### What needs to be done
Copy the passage from the return-to-office text word for word, beginning at the words that have "Recently I’ve noticed" and stopping after "have valid points.".

The Many Facets of "Return to Office" Decisions

The Many Facets of “Return to Office” Decisions

Recently I’ve noticed a heated debate going on in my newsfeed.  As the pandemic transformed the way we live and work, many businesses had to quickly adjust their remote work policies – a decision with both benefits and drawbacks.  The conversations around when (or whether) to return to the office have been complex as professionals on both sides have valid points.  

On one hand you have employers, many of whom are paying for expensive office space and want to return to a sense of normalcy (whatever that is anymore!), where employees can have in-person meetings and the office water cooler (or soda machine) becomes a gathering place again.  On the other hand, you have employees who feel they are the most productive working remotely and are happy to get their drinks from their own refrigerator (maybe while letting the dog out or tossing in a load of laundry)!  

Working in the office has many benefits:  it can help improve communication, foster collaboration among employees, it’s easier to call an impromptu meeting or brainstorm when your employees are gathered in one place, and it helps foster company culture. And some people are more productive in an office setting where they might be free from household distractions, can bounce ideas off colleagues, and have the resources they need at their fingertips.   

There are also many benefits to working remotely. Many people are more productive at home without the distractions of those same colleagues bouncing ideas off them (you see that Catch 22?). With fewer meetings to attend and fewer distractions, they are better able to focus on the work, leading to increased productivity. According to Global Workplace Analytics businesses lose $600 billion a year as a result of distraction in the workplace.

### Material supplied
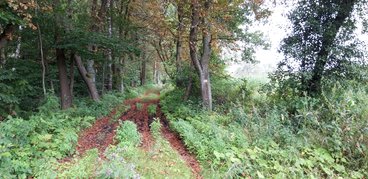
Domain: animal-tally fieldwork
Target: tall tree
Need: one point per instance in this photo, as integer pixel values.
(201, 62)
(321, 42)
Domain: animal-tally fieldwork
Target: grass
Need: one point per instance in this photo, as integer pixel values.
(161, 161)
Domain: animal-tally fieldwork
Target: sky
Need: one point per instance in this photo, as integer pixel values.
(275, 29)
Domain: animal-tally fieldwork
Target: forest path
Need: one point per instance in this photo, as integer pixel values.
(101, 134)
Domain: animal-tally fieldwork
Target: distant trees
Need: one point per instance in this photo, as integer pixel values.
(322, 43)
(117, 43)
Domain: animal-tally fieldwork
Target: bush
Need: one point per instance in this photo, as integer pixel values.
(127, 134)
(47, 135)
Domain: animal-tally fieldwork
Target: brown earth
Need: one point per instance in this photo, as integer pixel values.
(101, 134)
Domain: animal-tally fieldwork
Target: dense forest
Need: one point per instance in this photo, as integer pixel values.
(139, 89)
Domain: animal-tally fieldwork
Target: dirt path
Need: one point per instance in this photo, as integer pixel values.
(178, 145)
(102, 133)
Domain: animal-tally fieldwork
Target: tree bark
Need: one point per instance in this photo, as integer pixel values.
(42, 60)
(109, 51)
(7, 35)
(65, 93)
(202, 65)
(314, 86)
(86, 78)
(143, 71)
(178, 40)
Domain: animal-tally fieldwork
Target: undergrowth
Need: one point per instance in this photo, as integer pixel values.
(324, 138)
(50, 134)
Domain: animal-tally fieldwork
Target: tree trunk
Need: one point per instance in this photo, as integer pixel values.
(6, 35)
(65, 93)
(109, 51)
(42, 60)
(178, 40)
(314, 86)
(85, 75)
(205, 60)
(201, 66)
(143, 72)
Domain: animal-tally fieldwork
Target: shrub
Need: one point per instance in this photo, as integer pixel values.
(127, 134)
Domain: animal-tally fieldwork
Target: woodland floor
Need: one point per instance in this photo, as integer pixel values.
(101, 134)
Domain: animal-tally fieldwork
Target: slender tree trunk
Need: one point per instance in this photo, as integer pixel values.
(143, 71)
(19, 43)
(109, 51)
(202, 65)
(65, 93)
(71, 71)
(6, 35)
(178, 40)
(206, 55)
(42, 60)
(86, 78)
(314, 86)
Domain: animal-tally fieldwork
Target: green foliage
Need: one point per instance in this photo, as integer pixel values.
(19, 88)
(127, 134)
(80, 168)
(48, 135)
(321, 47)
(152, 110)
(156, 128)
(116, 166)
(324, 137)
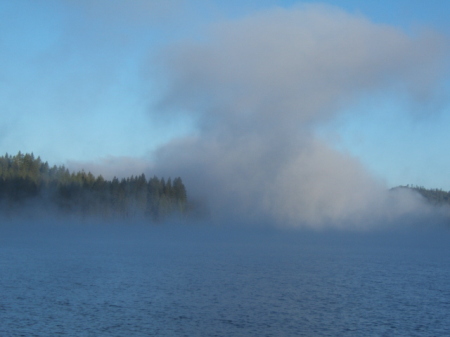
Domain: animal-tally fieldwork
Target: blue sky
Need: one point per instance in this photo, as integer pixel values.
(80, 82)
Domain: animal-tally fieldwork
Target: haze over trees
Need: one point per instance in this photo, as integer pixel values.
(29, 181)
(434, 196)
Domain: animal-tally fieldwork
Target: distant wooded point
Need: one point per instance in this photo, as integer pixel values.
(433, 196)
(29, 181)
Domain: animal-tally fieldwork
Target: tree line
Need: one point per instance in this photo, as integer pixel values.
(434, 196)
(26, 180)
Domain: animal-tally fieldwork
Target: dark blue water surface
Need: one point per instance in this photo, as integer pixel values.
(92, 280)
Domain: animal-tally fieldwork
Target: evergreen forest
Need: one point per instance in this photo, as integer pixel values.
(434, 196)
(29, 181)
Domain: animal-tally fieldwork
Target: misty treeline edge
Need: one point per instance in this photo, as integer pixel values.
(434, 196)
(29, 181)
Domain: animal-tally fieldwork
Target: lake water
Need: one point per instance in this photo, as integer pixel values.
(196, 281)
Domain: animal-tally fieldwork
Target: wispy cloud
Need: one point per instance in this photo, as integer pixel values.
(259, 86)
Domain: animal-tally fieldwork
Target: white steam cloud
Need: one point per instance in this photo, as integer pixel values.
(259, 87)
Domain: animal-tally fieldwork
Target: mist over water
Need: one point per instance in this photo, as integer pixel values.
(259, 87)
(139, 280)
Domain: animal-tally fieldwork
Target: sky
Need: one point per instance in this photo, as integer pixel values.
(262, 99)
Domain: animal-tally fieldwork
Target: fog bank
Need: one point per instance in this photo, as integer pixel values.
(260, 86)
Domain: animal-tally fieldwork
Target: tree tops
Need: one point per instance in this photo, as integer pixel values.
(25, 179)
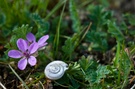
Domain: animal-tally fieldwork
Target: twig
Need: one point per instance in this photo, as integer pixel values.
(2, 86)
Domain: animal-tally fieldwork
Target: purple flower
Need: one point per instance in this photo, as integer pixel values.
(25, 53)
(41, 42)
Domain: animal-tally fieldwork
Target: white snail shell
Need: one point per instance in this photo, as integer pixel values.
(55, 70)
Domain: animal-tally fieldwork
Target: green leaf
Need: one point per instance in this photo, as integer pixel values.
(2, 19)
(68, 48)
(85, 63)
(115, 31)
(96, 72)
(74, 16)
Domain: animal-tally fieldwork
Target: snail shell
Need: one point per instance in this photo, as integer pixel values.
(55, 70)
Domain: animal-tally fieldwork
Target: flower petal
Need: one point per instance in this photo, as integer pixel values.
(44, 44)
(22, 44)
(30, 37)
(43, 39)
(22, 63)
(32, 60)
(15, 54)
(33, 48)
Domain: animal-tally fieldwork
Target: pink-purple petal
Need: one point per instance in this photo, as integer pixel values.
(33, 48)
(22, 44)
(15, 54)
(32, 61)
(30, 37)
(43, 39)
(42, 45)
(22, 63)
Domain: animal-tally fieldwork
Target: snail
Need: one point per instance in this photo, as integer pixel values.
(55, 70)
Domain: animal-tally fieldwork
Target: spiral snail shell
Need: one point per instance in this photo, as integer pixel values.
(55, 70)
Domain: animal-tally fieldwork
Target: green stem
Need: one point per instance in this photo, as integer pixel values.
(41, 77)
(18, 77)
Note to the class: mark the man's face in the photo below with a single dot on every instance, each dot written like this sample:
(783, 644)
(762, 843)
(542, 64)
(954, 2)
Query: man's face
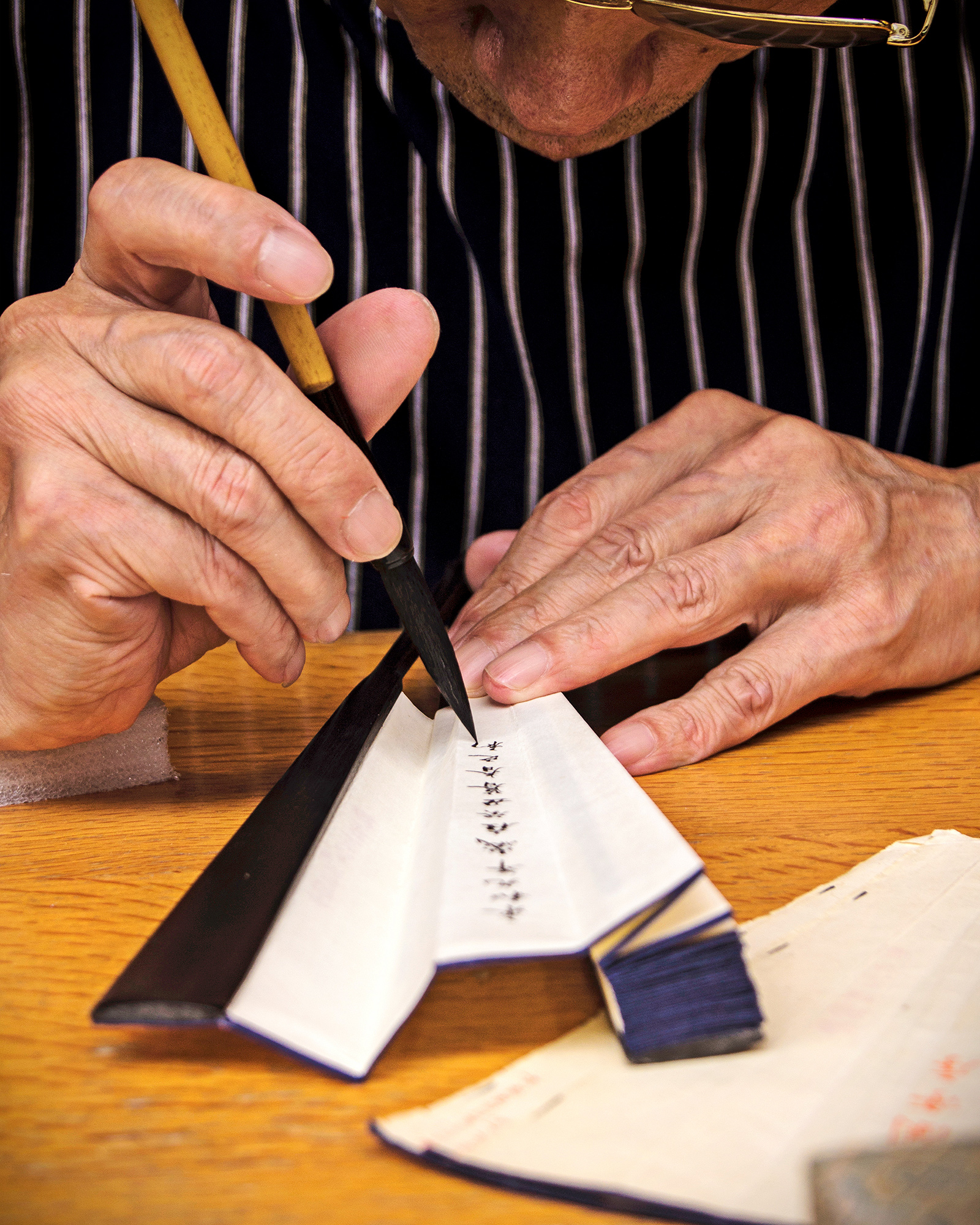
(559, 79)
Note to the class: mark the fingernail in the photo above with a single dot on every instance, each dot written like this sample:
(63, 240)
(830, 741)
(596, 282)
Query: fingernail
(631, 743)
(473, 657)
(374, 527)
(331, 629)
(459, 631)
(300, 658)
(521, 667)
(293, 265)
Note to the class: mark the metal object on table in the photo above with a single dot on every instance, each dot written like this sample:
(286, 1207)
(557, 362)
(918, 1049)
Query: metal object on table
(925, 1184)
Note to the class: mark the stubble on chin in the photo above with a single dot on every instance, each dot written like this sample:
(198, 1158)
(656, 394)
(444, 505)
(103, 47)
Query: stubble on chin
(472, 90)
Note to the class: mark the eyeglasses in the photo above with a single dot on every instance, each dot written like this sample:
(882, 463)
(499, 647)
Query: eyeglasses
(754, 29)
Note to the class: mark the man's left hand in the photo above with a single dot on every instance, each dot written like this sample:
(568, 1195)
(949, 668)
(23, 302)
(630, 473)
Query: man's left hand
(856, 571)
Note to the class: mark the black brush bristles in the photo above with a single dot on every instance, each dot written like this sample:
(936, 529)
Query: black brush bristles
(405, 582)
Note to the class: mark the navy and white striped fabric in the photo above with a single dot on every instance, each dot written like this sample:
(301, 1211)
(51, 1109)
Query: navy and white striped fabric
(802, 233)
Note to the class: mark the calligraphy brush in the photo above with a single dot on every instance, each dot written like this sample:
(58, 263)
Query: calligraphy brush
(203, 112)
(193, 965)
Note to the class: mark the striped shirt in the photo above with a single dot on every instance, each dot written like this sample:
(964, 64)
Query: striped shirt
(802, 233)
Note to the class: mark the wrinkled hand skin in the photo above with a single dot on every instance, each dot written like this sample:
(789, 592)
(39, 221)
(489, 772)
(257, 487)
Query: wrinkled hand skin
(856, 571)
(164, 484)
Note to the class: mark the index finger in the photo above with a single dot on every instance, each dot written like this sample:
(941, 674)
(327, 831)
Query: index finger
(154, 226)
(217, 380)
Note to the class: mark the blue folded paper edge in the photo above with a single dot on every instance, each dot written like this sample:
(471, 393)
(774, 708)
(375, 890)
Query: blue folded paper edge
(590, 1197)
(717, 997)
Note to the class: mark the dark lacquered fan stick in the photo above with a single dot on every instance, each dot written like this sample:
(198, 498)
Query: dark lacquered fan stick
(193, 965)
(400, 573)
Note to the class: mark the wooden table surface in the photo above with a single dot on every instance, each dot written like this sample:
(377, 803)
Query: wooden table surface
(209, 1128)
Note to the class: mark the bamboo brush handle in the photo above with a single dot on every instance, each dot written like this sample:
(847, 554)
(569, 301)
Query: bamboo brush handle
(203, 112)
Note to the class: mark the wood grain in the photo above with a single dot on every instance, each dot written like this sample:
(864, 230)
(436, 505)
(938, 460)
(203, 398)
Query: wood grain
(111, 1126)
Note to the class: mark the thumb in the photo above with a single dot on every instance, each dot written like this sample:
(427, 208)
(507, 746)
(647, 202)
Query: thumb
(379, 347)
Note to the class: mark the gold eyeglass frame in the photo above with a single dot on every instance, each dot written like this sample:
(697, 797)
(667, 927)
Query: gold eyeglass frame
(754, 29)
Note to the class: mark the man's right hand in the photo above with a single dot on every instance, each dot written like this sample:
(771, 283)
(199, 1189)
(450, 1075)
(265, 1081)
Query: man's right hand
(164, 484)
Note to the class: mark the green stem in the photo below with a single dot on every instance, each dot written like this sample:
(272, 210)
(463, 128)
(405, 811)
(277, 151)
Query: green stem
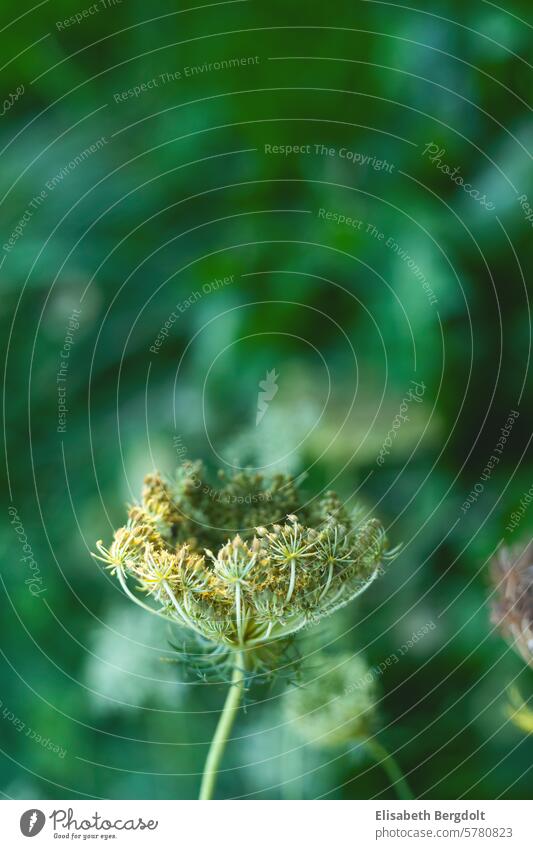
(391, 767)
(225, 723)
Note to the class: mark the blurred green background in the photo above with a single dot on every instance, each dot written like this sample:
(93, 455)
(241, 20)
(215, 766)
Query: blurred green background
(182, 192)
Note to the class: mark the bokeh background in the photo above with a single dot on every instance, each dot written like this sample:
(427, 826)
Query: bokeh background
(181, 192)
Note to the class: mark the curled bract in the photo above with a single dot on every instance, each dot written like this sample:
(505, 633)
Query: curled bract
(242, 591)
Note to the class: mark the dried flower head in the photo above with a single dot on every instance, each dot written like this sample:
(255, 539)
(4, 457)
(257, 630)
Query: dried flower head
(337, 706)
(519, 712)
(246, 592)
(512, 612)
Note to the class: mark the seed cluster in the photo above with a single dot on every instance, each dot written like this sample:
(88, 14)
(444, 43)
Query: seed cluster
(512, 574)
(243, 591)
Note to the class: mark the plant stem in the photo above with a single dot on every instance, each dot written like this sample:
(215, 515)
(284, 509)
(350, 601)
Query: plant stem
(225, 723)
(391, 767)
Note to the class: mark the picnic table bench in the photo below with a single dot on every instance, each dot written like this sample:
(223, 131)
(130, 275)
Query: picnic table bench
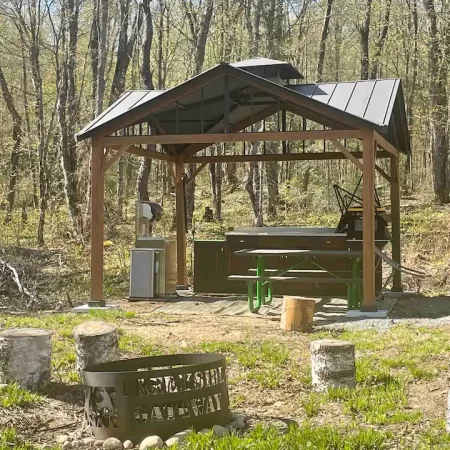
(265, 277)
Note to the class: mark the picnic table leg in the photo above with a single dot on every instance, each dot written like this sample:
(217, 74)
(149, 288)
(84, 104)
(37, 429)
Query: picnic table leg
(250, 296)
(269, 292)
(260, 290)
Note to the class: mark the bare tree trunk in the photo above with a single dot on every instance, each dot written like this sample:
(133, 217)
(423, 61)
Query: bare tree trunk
(323, 40)
(439, 52)
(102, 54)
(124, 54)
(93, 45)
(412, 91)
(364, 30)
(145, 164)
(199, 22)
(379, 44)
(68, 111)
(17, 142)
(253, 186)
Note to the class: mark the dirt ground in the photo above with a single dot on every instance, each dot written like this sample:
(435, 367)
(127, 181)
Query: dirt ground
(62, 410)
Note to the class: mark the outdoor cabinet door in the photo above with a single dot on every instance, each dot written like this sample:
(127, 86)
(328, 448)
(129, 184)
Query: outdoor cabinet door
(209, 267)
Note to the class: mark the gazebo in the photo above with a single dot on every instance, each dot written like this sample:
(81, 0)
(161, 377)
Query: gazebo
(222, 105)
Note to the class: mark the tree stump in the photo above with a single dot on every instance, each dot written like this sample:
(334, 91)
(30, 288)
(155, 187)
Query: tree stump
(297, 314)
(96, 342)
(332, 364)
(25, 357)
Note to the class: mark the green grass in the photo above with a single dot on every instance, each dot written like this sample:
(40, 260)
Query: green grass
(297, 438)
(63, 345)
(313, 403)
(10, 440)
(13, 396)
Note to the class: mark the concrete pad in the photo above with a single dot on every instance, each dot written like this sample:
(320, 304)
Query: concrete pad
(85, 308)
(356, 314)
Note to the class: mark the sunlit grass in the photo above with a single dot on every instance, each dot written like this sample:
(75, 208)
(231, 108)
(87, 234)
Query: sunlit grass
(10, 440)
(297, 438)
(13, 396)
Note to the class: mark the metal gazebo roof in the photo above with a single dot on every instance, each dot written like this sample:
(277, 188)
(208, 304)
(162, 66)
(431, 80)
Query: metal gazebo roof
(372, 104)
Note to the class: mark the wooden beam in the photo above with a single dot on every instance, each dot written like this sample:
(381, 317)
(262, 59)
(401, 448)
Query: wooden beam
(369, 299)
(97, 219)
(395, 213)
(181, 221)
(382, 173)
(138, 151)
(212, 138)
(347, 153)
(108, 164)
(383, 143)
(162, 130)
(267, 112)
(196, 172)
(319, 156)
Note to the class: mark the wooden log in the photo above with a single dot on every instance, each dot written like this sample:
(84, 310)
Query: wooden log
(332, 364)
(96, 342)
(25, 357)
(297, 314)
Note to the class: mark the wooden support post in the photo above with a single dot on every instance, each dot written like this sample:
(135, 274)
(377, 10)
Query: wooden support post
(395, 213)
(181, 222)
(369, 299)
(97, 219)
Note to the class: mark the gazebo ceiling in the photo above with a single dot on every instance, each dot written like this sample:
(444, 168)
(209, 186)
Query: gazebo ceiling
(198, 105)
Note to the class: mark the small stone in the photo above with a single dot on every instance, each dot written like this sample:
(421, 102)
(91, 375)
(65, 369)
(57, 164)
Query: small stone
(112, 444)
(77, 435)
(90, 442)
(220, 431)
(151, 442)
(238, 423)
(178, 438)
(61, 438)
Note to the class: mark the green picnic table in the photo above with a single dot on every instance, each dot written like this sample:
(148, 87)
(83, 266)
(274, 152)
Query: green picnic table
(265, 277)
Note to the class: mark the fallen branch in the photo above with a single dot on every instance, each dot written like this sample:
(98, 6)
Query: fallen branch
(22, 289)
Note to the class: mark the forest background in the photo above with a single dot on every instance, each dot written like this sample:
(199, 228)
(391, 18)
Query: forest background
(62, 62)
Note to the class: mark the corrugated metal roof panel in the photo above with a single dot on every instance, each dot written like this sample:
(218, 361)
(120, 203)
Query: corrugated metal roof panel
(380, 101)
(371, 100)
(286, 70)
(358, 101)
(341, 95)
(357, 104)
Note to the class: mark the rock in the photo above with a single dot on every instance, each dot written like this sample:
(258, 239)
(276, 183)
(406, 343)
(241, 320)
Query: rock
(151, 442)
(112, 444)
(90, 442)
(220, 431)
(178, 438)
(61, 438)
(238, 421)
(77, 435)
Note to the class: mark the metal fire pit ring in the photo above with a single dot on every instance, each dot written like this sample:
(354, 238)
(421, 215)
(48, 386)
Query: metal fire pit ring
(157, 395)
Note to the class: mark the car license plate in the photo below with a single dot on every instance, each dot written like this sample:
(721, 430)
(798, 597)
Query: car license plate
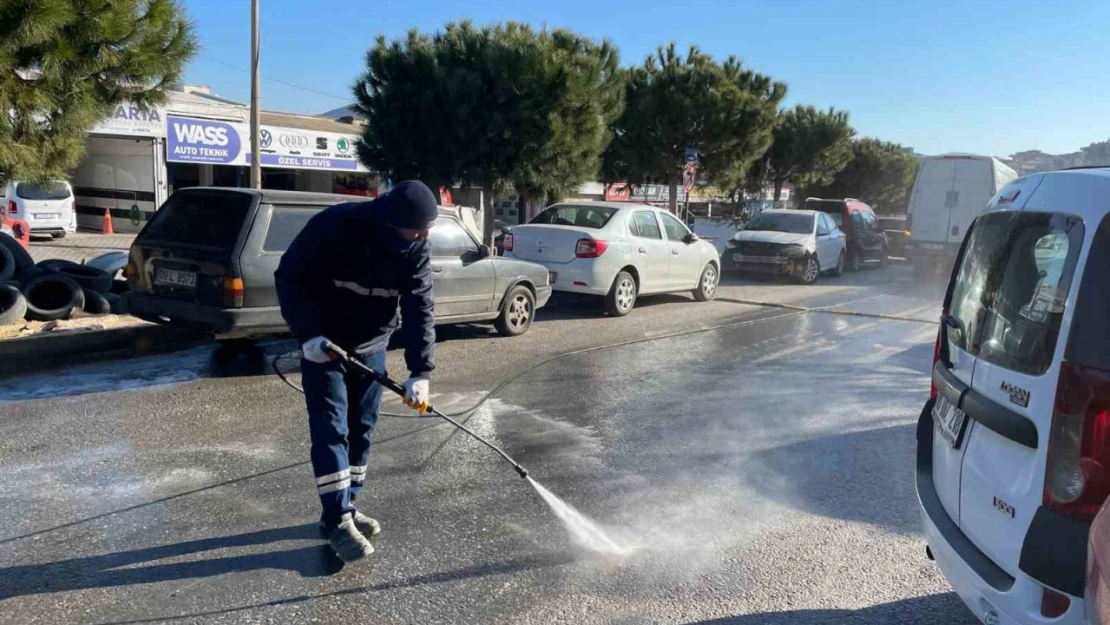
(950, 422)
(175, 278)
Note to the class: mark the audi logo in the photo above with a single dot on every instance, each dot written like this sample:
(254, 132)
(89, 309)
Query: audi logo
(294, 141)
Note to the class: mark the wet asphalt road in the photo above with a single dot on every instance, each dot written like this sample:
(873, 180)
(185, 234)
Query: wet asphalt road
(758, 466)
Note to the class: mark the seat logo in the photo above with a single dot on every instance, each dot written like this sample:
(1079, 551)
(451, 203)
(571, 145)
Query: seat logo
(1018, 395)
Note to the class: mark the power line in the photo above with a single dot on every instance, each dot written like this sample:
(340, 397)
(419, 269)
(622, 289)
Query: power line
(285, 82)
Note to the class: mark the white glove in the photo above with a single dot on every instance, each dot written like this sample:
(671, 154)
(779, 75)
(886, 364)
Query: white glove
(417, 393)
(313, 350)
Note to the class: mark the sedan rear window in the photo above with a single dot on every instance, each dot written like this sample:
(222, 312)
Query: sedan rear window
(582, 217)
(799, 223)
(42, 191)
(205, 219)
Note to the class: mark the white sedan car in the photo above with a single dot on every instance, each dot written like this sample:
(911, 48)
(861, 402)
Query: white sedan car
(618, 251)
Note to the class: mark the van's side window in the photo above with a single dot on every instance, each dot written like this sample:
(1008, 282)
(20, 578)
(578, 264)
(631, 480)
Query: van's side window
(1011, 288)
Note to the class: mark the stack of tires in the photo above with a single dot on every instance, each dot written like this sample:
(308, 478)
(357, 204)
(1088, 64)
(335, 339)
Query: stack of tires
(50, 290)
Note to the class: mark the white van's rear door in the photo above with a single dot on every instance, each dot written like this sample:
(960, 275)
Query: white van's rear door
(972, 187)
(928, 203)
(1018, 333)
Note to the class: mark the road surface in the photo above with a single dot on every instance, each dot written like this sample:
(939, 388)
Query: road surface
(756, 461)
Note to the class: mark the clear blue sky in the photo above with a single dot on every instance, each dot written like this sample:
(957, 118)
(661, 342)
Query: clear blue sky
(940, 76)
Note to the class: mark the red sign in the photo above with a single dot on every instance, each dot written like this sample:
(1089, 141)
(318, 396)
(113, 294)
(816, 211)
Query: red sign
(619, 192)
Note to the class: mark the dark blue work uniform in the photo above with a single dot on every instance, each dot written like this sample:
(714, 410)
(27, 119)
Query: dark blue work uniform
(342, 278)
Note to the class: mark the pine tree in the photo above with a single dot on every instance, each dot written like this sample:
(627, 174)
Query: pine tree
(64, 64)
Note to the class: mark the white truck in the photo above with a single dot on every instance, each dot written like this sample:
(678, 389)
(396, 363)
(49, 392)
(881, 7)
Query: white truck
(949, 192)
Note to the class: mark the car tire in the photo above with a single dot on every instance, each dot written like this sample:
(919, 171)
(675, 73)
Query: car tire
(622, 295)
(12, 305)
(855, 261)
(7, 264)
(88, 276)
(838, 271)
(811, 271)
(516, 312)
(96, 303)
(23, 259)
(707, 284)
(52, 296)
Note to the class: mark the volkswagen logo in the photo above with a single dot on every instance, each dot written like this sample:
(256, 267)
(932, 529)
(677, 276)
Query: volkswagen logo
(293, 141)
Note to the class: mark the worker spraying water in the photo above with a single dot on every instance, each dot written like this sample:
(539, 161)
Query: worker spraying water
(340, 285)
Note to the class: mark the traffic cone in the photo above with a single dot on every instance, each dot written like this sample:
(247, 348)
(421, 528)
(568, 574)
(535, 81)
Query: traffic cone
(108, 222)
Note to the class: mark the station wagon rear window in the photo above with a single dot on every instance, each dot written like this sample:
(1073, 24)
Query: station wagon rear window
(582, 217)
(205, 219)
(285, 223)
(1012, 285)
(42, 191)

### Response for this exercise
Recently I’ve noticed a heated debate going on in my newsfeed.  As the pandemic transformed the way we live and work, many businesses had to quickly adjust their remote work policies – a decision with both benefits and drawbacks.  The conversations around when (or whether) to return to the office have been complex as professionals on both sides have valid points.